* **Exercise instructions**
All of the data should be restated word for word, with the pictures omitted.

* **Provided records**
━━━

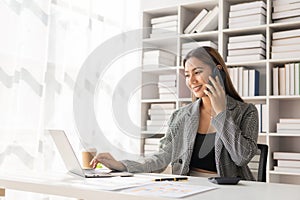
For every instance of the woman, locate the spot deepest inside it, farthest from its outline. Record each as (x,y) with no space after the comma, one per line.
(216,135)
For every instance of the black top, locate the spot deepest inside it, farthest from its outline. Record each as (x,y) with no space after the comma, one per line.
(203,156)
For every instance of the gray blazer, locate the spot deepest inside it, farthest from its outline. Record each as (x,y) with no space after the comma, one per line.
(235,141)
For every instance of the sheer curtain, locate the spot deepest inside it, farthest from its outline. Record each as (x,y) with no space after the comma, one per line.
(43,44)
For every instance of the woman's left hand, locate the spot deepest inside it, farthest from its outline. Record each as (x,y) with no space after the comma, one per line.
(216,94)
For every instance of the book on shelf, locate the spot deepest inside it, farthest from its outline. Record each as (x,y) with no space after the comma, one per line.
(248,5)
(286,41)
(245,58)
(248,18)
(165,24)
(195,21)
(156,122)
(264,117)
(288,163)
(155,141)
(284,2)
(244,38)
(284,48)
(167,18)
(286,14)
(160,112)
(286,155)
(246,24)
(286,34)
(259,109)
(276,81)
(289,120)
(168,77)
(245,83)
(282,81)
(158,129)
(251,11)
(287,169)
(283,55)
(209,22)
(249,44)
(288,126)
(253,82)
(150,147)
(242,52)
(161,106)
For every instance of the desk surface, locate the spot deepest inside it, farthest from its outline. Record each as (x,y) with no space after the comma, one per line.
(63,185)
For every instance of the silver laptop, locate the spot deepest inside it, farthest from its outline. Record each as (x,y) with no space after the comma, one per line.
(71,162)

━━━

* **Solution to the exercise**
For every instance of the woman, locate the spot deepest inside it, farthest from its outline. Record each as (x,y) with no space after the comma, one per line.
(216,135)
For every instance of the black top, locate the spot deepest inside it, farthest from its outline. Record each as (x,y) with no space after the comma, one per line.
(203,156)
For every instance of the gray blazer, locate the spot deepest inside it, farthest from its outline. Record each as (x,y) with no space after the comma, one per line.
(235,141)
For every instance of the sheer curtain, locate the spot deepest inside it, farthest from its outline. Record each as (x,y) with no space after the comma, one per line.
(43,44)
For every instance of the woman's left hand, locate the spot deepest inside it, farthest from its outline. Record each as (x,y) with no space after the comma, one per line.
(216,94)
For every instance of the book on shelf, locate the spot deepest inside it, farthest from its outline. Record each as (x,y) with no space after the comma, one per line.
(248,5)
(286,41)
(245,58)
(248,18)
(165,24)
(195,21)
(156,122)
(264,117)
(288,163)
(155,141)
(284,2)
(244,38)
(284,48)
(167,18)
(286,14)
(160,112)
(286,155)
(246,24)
(286,34)
(259,109)
(276,81)
(289,120)
(168,77)
(245,83)
(282,81)
(158,129)
(251,11)
(287,169)
(283,55)
(209,22)
(249,44)
(288,126)
(253,82)
(150,147)
(242,52)
(161,106)
For every instance of the desk surface, locate the spot deepest inside it, farthest from its outline. Record each as (x,y) with no space after the comma, one per line.
(63,185)
For every instance of the silver laptop, locate the spot deepest inside it, farthest from its outline. Record each as (x,y) with no space after the comma, one per line.
(71,162)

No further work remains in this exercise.